Мое же литературное образование основывалось на постоянном и самом разнообразном чтении. Мне было интересно читать стихи, труды по теории стиха, обзоры, рецензии. Моим любимым занятием в юности было посещение книжных барахолок в Ленинграде. Там попадались самые редкие и бесценные издания. Помимо постоянного общения со своими друзьями-поэтами я познакомился с крупнейшими поэтами и писателями ХХ века – Пастернаком, Заболоцким, Зощенко, Катаевым, Олешей, Чуковским, Тарковским, не говоря уже о многолетнем и постоянном общении с Анной Ахматовой. Очень много для меня значила дружба с поэтами старшего поколения – Аркадием Штейнбергом, Александром Межировым, Семеном Липкиным. Все это рано или поздно оказывалось в моем творческом арсенале.

**ВЫБОРКА ДАННЫХ:**

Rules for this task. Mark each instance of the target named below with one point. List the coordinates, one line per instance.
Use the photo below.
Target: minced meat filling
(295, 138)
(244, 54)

**ЗАДАНИЯ:**
[1] Ответьте по отрывку на вопросы:
(a) Что, согласно отрывку, лежало в основе литературного образования?
(b) Какое занятие в отрывке названо любимым в юности?
(c) С какими поэтами старшего поколения была дружба?
[2] Перепишите из отрывка фрагмент, начиная со слов «Мое же литературное» и до слов «моем творческом арсенале.» включительно.

**ОТВЕТЫ К ЗАДАНИЯМ:**
[1]
(a) Постоянное и самое разнообразное чтение.
(b) Посещение книжных барахолок в Ленинграде.
(c) С Аркадием Штейнбергом, Александром Межировым и Семеном Липкиным.

[2]
Мое же литературное образование основывалось на постоянном и самом разнообразном чтении. Мне было интересно читать стихи, труды по теории стиха, обзоры, рецензии. Моим любимым занятием в юности было посещение книжных барахолок в Ленинграде. Там попадались самые редкие и бесценные издания. Помимо постоянного общения со своими друзьями-поэтами я познакомился с крупнейшими поэтами и писателями ХХ века – Пастернаком, Заболоцким, Зощенко, Катаевым, Олешей, Чуковским, Тарковским, не говоря уже о многолетнем и постоянном общении с Анной Ахматовой. Очень много для меня значила дружба с поэтами старшего поколения – Аркадием Штейнбергом, Александром Межировым, Семеном Липкиным. Все это рано или поздно оказывалось в моем творческом арсенале.